SOURCE EXTRACT

The past two months I have been working on cleaning up the home network and streamlining my backup processes. Anyone who has accumulated PCs and hard drives over time knows that data creep can overburden your network. I used to split drives into a number of partitions to keep data segregated. Over time some partitions became maxed while others were barely used. Some didn’t even make sense anymore (FAT32 partition anyone?). I don’t follow that strategy anymore (root folders segregate enough for me now) except that my operating system is always(!) on its own partition.
This was a spring cleaning exercise brought on by the slow death of my backup server. The machine was basically eight years old, with four 320GB drives and one 1TB Samsung. It was normally on 24/7 but was powered down prior to our Disney vacation. It didn’t want to come back up. After some work, I resuscitated it so I could be certain of what was on each drive. I ordered replacement parts; a new MB, an AMD X3 455 CPU, and 8GB RAM. The case was fine and the power supply was less than eighteen months old.

SHORT EXERCISE 1
Output everything in the entries below, from the line containing "Identify every instance of the front door" down to the final line of the entries, reproducing each line verbatim.

SUPPLIED DATA
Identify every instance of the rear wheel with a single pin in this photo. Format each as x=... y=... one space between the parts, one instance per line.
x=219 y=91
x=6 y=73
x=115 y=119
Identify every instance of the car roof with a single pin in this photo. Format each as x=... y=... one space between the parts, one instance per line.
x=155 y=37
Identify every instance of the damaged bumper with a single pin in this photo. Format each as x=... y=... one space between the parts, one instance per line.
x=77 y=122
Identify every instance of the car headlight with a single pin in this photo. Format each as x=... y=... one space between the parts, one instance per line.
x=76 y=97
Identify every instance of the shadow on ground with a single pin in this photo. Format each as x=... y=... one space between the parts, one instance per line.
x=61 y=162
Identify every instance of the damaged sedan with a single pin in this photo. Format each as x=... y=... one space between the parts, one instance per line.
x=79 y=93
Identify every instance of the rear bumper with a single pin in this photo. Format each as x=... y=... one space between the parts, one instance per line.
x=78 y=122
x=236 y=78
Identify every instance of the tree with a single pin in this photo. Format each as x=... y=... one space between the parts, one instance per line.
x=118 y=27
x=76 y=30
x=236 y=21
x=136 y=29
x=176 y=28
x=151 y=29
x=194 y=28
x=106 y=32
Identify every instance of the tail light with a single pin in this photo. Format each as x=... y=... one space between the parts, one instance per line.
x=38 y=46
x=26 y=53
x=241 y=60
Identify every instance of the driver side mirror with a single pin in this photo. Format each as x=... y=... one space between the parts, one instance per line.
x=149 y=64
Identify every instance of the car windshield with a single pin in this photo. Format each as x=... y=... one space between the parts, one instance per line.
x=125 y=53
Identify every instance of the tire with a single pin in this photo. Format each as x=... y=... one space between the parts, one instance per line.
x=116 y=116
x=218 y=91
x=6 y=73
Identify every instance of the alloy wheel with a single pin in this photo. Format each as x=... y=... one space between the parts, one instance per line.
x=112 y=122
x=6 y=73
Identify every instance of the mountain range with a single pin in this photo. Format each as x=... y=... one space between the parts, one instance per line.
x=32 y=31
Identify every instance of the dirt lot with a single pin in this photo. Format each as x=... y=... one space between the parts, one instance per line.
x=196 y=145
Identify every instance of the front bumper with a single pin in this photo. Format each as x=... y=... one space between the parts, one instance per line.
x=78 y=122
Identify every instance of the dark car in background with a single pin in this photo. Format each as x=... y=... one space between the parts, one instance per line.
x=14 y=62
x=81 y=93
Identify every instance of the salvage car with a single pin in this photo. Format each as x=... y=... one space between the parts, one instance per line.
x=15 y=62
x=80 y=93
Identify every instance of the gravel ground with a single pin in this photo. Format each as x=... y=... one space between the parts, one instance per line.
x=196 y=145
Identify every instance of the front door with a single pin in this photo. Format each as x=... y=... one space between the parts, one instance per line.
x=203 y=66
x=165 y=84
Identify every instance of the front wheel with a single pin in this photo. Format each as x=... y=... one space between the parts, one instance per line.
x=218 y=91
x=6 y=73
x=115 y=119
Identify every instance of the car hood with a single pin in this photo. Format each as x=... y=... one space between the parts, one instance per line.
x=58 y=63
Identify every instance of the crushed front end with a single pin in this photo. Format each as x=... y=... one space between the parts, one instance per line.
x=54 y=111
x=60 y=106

SHORT EXERCISE 2
Continue the write-up about cleaning up the home network and rebuilding the backup server, picking up right after its last sentence.

EXERCISE ANSWER 1
Identify every instance of the front door with a single pin in this photo. Format each as x=... y=... one space between the parts, one instance per line.
x=203 y=66
x=165 y=84
Identify every instance of the front wheel with a single pin in this photo. Format each as x=... y=... one space between the parts, one instance per line.
x=218 y=91
x=6 y=73
x=115 y=119
Identify every instance of the car hood with a single pin in this photo. Format each as x=... y=... one space between the parts, one instance per line.
x=58 y=63
Identify every instance of the crushed front end with a single pin in this photo. Format each as x=... y=... one space between the parts, one instance per line.
x=54 y=111
x=60 y=106

EXERCISE ANSWER 2
Investigating the drives
Hard drives are no longer as cheap as they had been mid-2011 and prior. In addition, since Seagate took over Samsung’s drive manufacturing, there hasn’t been enough data to determine whether that is a good, or bad, thing. As a result of these two factors, I chose to use the drives already I already had on-hand.
Choosing to not expand storage meant I really needed to get a handle on what was stored, and where. During the investigation of the backup machine’s drives, I discovered multiple copies of the same data, on different drives. On paper each drive was listed, along with what was on it (including the spaces being used for each). This gave me a clearer picture of whether there were data on the backup machine that was not really backed up data but rather original information. Fortunately there were only a few instances, primarily family video work from back when the machine was being used as my primary desktop. Everything else was a copy of live data found elsewhere on the network.
Reorganize
Because I did not have a drive large enough to move everything to wholesale, I spent the better part of three weeks shifting data around. In the end, I removed three net drives from the backup server, and am directly protecting more data than before. My entire openfiler SAN, which has continued to grow in importance, is now being backed up via CIFS, rather than backing the vm up. A single script backs it up nightly and, should the need arise, a single script can rebuild the entire SAN from scratch.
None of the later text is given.